Exercise requirements → Identify every line in the rows below that contains the string "bookshelf", and copy each such line in full.

Dataset records:

++++

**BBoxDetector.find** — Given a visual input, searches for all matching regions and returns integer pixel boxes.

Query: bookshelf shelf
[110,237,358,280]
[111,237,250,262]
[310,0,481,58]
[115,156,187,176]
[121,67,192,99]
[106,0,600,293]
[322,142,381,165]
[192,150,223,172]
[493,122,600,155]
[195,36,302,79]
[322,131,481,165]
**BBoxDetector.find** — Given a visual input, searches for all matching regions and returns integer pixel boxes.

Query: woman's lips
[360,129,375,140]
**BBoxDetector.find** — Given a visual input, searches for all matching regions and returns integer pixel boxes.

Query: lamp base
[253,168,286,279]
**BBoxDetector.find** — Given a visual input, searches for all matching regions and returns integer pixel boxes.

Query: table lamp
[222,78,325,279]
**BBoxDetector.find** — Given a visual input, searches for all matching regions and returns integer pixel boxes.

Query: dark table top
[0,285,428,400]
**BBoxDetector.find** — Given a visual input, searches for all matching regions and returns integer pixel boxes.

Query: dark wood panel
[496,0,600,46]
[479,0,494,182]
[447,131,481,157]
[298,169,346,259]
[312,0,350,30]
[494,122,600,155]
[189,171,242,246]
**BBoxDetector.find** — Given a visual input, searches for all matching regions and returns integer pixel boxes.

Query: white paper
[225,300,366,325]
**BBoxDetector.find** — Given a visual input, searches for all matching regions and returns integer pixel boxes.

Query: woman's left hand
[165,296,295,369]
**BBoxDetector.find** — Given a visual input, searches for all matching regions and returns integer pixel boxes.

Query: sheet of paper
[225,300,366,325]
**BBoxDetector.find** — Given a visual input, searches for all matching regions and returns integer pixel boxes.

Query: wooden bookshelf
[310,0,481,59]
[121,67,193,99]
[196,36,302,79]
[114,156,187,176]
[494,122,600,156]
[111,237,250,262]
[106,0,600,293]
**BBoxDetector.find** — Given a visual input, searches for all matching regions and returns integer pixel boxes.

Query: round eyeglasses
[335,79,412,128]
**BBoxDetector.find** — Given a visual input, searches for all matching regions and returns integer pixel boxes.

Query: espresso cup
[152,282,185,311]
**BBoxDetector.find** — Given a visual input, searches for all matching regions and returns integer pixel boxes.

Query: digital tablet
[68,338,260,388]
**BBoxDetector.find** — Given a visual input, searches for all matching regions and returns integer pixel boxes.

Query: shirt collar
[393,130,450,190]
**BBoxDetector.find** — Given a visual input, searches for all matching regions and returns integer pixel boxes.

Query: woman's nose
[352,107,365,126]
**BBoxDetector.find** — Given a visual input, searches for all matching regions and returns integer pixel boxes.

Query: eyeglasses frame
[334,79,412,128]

++++

Exercise output →
Query: bookshelf shelf
Query: wooden bookshelf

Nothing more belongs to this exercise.